Your task: An exact copy of the listing is required.

Records supplied:
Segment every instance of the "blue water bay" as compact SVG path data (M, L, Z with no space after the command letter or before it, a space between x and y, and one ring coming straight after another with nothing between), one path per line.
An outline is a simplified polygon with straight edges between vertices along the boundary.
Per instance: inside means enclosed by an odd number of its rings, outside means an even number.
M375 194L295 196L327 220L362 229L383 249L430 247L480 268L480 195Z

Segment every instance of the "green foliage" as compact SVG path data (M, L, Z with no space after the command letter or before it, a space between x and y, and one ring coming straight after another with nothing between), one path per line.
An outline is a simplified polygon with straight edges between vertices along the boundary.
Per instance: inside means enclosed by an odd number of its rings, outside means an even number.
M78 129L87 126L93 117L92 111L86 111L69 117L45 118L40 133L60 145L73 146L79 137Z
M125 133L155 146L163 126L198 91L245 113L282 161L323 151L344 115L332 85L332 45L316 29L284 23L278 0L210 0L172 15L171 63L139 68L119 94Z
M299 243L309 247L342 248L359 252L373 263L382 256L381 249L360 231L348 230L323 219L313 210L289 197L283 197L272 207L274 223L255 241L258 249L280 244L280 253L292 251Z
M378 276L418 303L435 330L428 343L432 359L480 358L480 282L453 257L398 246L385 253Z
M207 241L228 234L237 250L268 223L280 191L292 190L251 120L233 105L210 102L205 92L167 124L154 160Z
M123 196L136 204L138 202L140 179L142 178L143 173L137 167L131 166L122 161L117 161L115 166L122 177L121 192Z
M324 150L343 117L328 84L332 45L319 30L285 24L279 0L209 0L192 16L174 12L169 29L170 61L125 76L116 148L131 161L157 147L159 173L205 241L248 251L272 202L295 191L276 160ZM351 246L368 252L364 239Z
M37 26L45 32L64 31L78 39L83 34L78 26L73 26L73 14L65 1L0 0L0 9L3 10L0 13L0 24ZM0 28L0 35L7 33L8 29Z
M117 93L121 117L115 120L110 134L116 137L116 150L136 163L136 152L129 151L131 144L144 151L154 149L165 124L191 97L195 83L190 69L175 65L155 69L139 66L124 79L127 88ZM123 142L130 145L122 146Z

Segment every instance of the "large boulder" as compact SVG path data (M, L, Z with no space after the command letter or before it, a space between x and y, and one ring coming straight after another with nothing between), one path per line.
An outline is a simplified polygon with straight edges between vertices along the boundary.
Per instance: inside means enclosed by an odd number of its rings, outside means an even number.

Completed task:
Segment every instance of the "blue water bay" as compact SVG path data (M, L, Z with no space after the command letter or before it, a space between x and y, and one ring coming straight after another with nothing between), one path per line.
An outline is a simplified polygon with straight edges between vertices along the boundary.
Per instance: inside means enclosed by an odd number of its rings, outside means an even number.
M375 194L295 196L327 220L362 229L383 249L430 247L480 268L480 195Z

Segment every instance of the "green foliage" as compact SVG path data (M, L, Z with no space after the command letter or before it, a space between x and y, and one ring coming straight after another with nothing between), one path per line.
An outline is a simplified polygon with straight edges between vertices along the boundary.
Per instance: inside means enclosed by an odd number of its rings, outside means an even number.
M78 129L87 126L93 117L92 111L86 111L69 117L45 118L40 133L60 145L73 146L79 137Z
M125 133L155 146L163 126L198 91L245 113L282 161L323 151L344 115L332 85L332 45L316 29L284 23L278 0L210 0L172 15L171 63L139 68L119 94Z
M299 243L309 247L342 248L359 252L373 263L382 256L381 249L360 231L348 230L323 219L313 210L289 197L283 197L272 207L274 223L255 241L258 249L280 244L280 253L292 251Z
M378 276L418 303L435 330L428 343L432 359L480 358L480 282L453 257L398 246L385 253Z
M207 241L228 234L237 250L268 223L280 191L292 190L251 120L233 105L210 102L205 92L167 124L154 160Z
M123 196L136 204L138 202L140 179L142 178L143 173L137 167L131 166L122 161L117 161L115 166L122 177L121 192Z
M324 150L343 117L328 84L332 45L319 30L285 24L279 0L209 0L192 16L174 12L169 29L170 61L125 76L116 148L131 161L157 147L159 173L205 241L248 251L272 202L295 191L276 160ZM351 246L368 252L364 239Z
M37 26L45 32L64 31L78 39L83 34L78 26L73 26L73 14L65 1L0 0L0 9L3 10L0 13L0 24ZM0 28L0 35L7 33L8 29Z
M117 93L121 117L115 120L110 134L116 137L116 150L136 163L136 152L129 151L131 144L144 151L154 149L165 124L191 97L195 83L190 69L175 65L155 69L139 66L124 79L127 88ZM123 142L130 145L122 146Z

Segment every instance of the "large boulder" as compact SVG path data (M, L, Z with no space after the command letter or before it, a space between x and y, and one ring coming straight after another with nothing between), one path per line.
An outline is a simplified polygon with straight edges between vertices along the boundary.
Per instance: inside means enclosed by an odd number of its rings, outside means an even number.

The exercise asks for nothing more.